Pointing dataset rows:
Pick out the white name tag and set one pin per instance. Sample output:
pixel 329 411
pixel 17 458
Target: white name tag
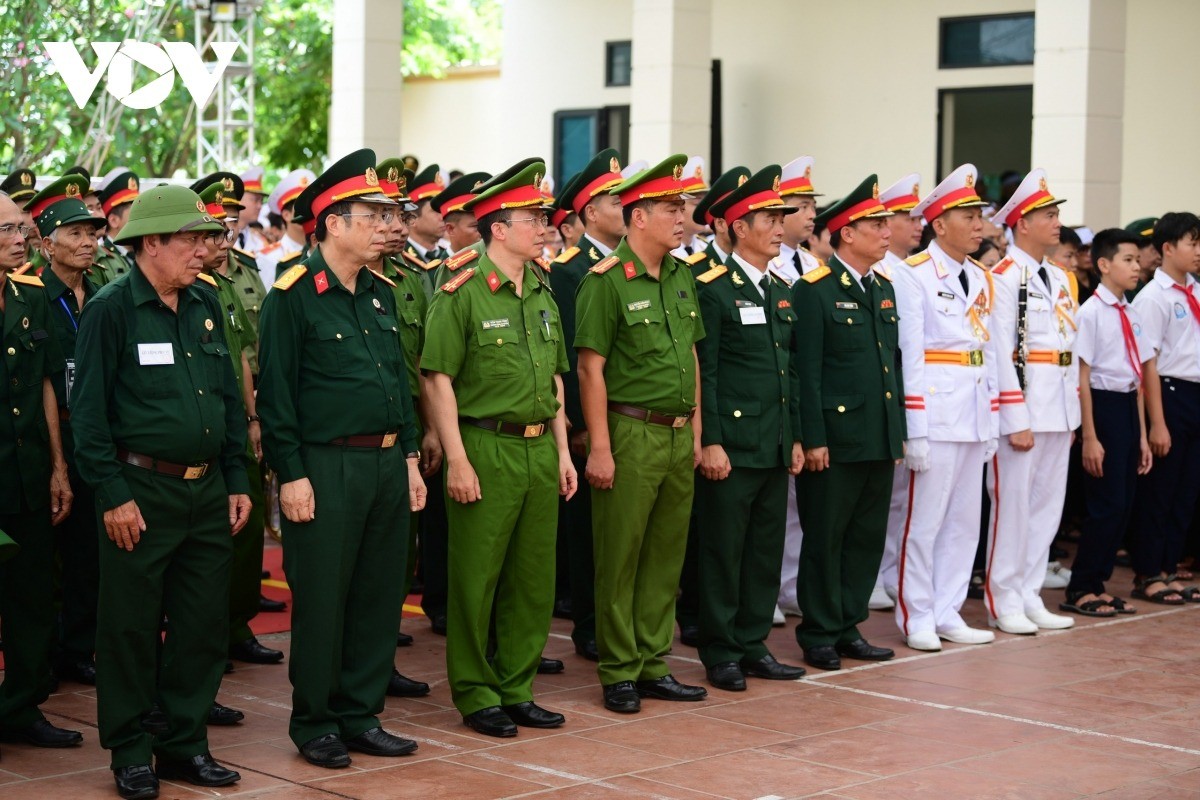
pixel 755 316
pixel 156 353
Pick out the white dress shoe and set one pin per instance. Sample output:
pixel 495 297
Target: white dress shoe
pixel 924 641
pixel 967 636
pixel 880 600
pixel 1017 624
pixel 1044 619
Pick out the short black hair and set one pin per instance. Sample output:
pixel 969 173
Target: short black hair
pixel 1174 226
pixel 1108 242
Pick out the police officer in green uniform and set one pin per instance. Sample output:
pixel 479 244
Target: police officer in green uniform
pixel 852 429
pixel 35 493
pixel 339 429
pixel 493 352
pixel 636 328
pixel 160 435
pixel 69 239
pixel 750 438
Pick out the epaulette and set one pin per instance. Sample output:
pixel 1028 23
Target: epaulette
pixel 288 278
pixel 461 259
pixel 605 265
pixel 29 280
pixel 816 275
pixel 713 274
pixel 382 277
pixel 567 254
pixel 1005 263
pixel 453 284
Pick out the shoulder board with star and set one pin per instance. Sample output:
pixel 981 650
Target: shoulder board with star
pixel 713 274
pixel 606 264
pixel 816 275
pixel 382 277
pixel 288 278
pixel 461 259
pixel 567 254
pixel 453 284
pixel 28 280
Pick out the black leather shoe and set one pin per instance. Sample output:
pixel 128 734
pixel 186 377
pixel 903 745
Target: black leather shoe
pixel 251 651
pixel 378 741
pixel 822 656
pixel 491 721
pixel 669 689
pixel 136 782
pixel 727 675
pixel 863 650
pixel 81 672
pixel 622 697
pixel 401 686
pixel 222 715
pixel 531 715
pixel 689 635
pixel 43 734
pixel 767 667
pixel 198 770
pixel 550 667
pixel 328 751
pixel 268 605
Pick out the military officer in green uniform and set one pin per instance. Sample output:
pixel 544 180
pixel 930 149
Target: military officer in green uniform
pixel 493 352
pixel 855 432
pixel 69 238
pixel 339 431
pixel 35 493
pixel 160 435
pixel 750 438
pixel 636 326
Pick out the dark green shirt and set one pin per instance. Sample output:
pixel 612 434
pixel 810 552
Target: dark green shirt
pixel 502 349
pixel 30 354
pixel 155 382
pixel 645 329
pixel 330 366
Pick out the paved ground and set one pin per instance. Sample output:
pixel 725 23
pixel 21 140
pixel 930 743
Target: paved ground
pixel 1108 709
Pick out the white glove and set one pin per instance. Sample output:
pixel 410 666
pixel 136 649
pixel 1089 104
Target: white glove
pixel 916 455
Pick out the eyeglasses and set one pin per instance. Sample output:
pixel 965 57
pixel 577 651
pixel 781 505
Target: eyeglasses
pixel 9 229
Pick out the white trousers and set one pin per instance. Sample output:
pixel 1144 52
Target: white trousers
pixel 1026 492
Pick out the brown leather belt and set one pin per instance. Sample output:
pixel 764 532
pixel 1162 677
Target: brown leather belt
pixel 647 415
pixel 526 431
pixel 369 440
pixel 186 471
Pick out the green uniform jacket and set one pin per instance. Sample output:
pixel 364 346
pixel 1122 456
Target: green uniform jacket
pixel 749 385
pixel 330 366
pixel 847 366
pixel 645 329
pixel 31 353
pixel 154 382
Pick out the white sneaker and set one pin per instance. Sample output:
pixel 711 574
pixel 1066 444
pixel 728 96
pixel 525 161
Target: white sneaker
pixel 1015 624
pixel 880 600
pixel 924 641
pixel 1044 619
pixel 1057 576
pixel 967 636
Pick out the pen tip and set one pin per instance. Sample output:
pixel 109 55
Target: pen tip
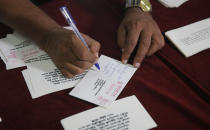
pixel 97 66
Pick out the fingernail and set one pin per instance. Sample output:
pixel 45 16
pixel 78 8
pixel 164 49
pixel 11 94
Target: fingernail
pixel 124 61
pixel 96 54
pixel 96 61
pixel 137 65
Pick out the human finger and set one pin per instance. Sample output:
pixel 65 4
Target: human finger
pixel 81 51
pixel 145 41
pixel 131 41
pixel 73 69
pixel 93 45
pixel 156 44
pixel 121 36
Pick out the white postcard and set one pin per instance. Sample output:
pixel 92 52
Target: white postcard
pixel 123 114
pixel 192 38
pixel 43 77
pixel 103 87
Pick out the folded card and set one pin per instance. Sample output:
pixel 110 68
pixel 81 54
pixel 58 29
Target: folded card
pixel 123 114
pixel 103 87
pixel 191 38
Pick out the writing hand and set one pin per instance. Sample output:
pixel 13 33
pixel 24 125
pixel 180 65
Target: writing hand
pixel 139 29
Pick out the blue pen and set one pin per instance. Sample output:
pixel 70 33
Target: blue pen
pixel 71 23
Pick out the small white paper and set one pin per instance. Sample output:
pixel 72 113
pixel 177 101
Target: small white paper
pixel 123 114
pixel 43 77
pixel 192 38
pixel 103 87
pixel 172 3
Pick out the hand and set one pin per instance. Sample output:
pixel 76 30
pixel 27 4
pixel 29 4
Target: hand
pixel 68 52
pixel 138 27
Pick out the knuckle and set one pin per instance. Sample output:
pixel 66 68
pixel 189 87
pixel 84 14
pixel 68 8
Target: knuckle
pixel 145 44
pixel 132 43
pixel 77 71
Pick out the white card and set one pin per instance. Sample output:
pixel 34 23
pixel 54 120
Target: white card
pixel 103 87
pixel 43 77
pixel 123 114
pixel 192 38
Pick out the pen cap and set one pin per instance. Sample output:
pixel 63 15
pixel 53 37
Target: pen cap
pixel 66 13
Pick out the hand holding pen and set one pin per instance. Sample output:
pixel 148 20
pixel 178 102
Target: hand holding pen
pixel 68 52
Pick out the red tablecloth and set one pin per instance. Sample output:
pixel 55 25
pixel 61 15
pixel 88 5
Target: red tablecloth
pixel 174 90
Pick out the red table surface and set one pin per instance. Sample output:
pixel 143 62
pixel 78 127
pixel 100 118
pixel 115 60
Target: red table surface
pixel 173 89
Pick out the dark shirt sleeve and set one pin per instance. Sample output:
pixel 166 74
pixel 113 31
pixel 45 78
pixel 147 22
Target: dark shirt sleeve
pixel 39 2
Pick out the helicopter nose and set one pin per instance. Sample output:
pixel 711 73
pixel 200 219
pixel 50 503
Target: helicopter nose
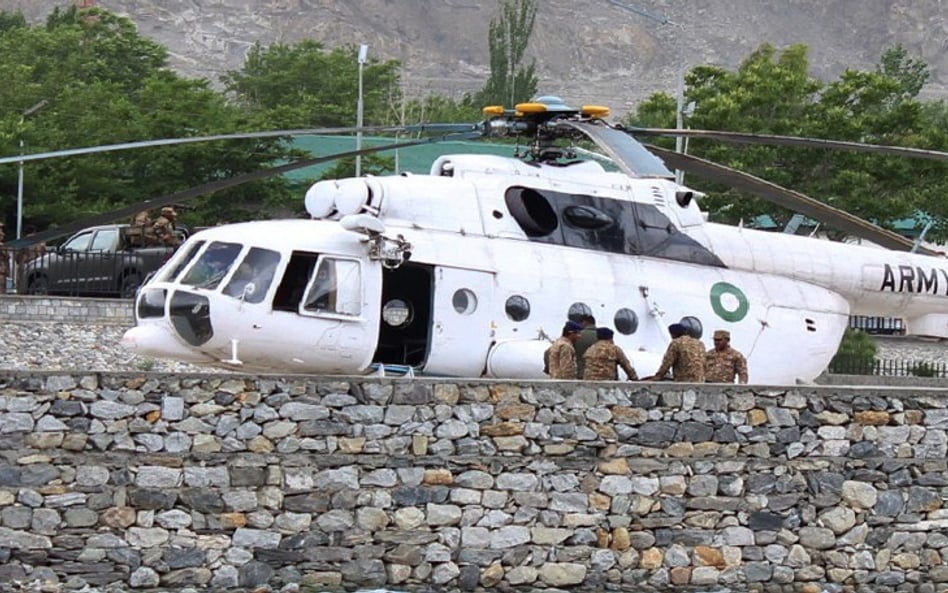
pixel 154 340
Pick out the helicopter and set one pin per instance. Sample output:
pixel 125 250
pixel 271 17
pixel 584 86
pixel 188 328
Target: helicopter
pixel 472 269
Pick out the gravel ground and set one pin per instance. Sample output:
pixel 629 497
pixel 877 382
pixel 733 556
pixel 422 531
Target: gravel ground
pixel 51 346
pixel 75 346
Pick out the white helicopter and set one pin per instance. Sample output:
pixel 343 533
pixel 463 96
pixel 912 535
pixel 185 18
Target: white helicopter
pixel 471 270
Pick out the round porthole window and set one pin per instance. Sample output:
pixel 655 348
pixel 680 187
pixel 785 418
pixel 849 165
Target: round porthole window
pixel 626 321
pixel 397 313
pixel 693 325
pixel 517 308
pixel 577 311
pixel 464 301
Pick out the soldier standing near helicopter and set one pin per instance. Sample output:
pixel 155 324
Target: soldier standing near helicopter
pixel 602 359
pixel 722 363
pixel 164 227
pixel 684 357
pixel 562 359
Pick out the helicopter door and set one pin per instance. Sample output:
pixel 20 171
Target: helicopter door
pixel 322 304
pixel 461 333
pixel 406 315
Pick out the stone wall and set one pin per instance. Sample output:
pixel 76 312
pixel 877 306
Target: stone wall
pixel 206 481
pixel 22 308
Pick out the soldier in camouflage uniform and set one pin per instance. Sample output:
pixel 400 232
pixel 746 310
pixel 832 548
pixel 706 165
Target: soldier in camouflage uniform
pixel 562 355
pixel 587 337
pixel 164 227
pixel 684 356
pixel 722 363
pixel 601 360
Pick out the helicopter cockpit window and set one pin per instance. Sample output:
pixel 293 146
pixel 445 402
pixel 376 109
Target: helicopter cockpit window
pixel 181 261
pixel 577 311
pixel 253 276
pixel 626 321
pixel 336 288
pixel 79 242
pixel 213 265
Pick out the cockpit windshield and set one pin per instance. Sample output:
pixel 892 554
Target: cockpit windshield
pixel 254 275
pixel 213 265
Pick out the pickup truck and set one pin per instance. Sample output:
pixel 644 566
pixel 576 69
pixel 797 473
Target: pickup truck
pixel 97 261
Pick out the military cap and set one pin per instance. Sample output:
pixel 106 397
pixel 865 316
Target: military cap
pixel 604 333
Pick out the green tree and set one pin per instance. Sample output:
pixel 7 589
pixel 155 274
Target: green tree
pixel 103 83
pixel 856 354
pixel 511 81
pixel 772 92
pixel 305 84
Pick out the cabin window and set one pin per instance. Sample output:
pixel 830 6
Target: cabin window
pixel 693 326
pixel 152 303
pixel 587 217
pixel 464 301
pixel 577 311
pixel 626 321
pixel 397 313
pixel 182 260
pixel 213 265
pixel 296 277
pixel 517 308
pixel 254 275
pixel 336 288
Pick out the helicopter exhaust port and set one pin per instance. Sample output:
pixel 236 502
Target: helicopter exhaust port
pixel 341 197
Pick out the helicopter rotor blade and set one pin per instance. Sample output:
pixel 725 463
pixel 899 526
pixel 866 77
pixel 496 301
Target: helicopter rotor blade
pixel 214 186
pixel 789 199
pixel 416 128
pixel 794 141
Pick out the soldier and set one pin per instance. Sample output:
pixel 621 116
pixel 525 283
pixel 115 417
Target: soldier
pixel 562 354
pixel 139 233
pixel 164 227
pixel 25 255
pixel 684 356
pixel 603 358
pixel 722 363
pixel 587 337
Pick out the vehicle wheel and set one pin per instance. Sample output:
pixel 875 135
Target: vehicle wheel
pixel 129 285
pixel 37 285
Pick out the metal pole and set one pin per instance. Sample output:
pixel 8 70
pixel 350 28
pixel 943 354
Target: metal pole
pixel 363 51
pixel 19 180
pixel 679 124
pixel 19 196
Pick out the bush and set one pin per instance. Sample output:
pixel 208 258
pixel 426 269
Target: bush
pixel 923 369
pixel 856 354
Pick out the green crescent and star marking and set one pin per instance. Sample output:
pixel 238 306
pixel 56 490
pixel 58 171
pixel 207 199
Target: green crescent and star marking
pixel 718 291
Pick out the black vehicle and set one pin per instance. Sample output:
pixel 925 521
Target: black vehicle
pixel 98 261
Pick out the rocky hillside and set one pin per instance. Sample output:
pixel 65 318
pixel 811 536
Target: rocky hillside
pixel 598 51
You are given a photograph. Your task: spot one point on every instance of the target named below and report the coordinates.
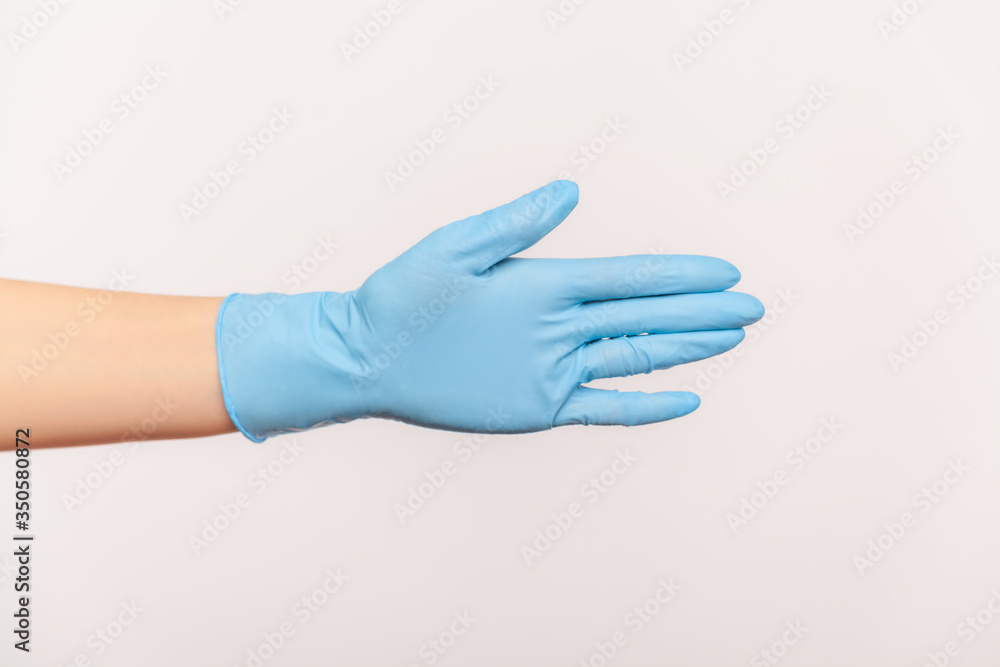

- [Short exercise]: Echo the rows above verbatim, from the line containing "Pick out the rocky" through the end of the rows, leaving out any pictures.

- [Final result]:
Pick out the rocky hillside and set one pin per instance. Sample output:
pixel 65 318
pixel 811 536
Target: rocky hillside
pixel 598 51
You are given a photograph. Your task: spot one point on every instance of the target named below and report the coordinates.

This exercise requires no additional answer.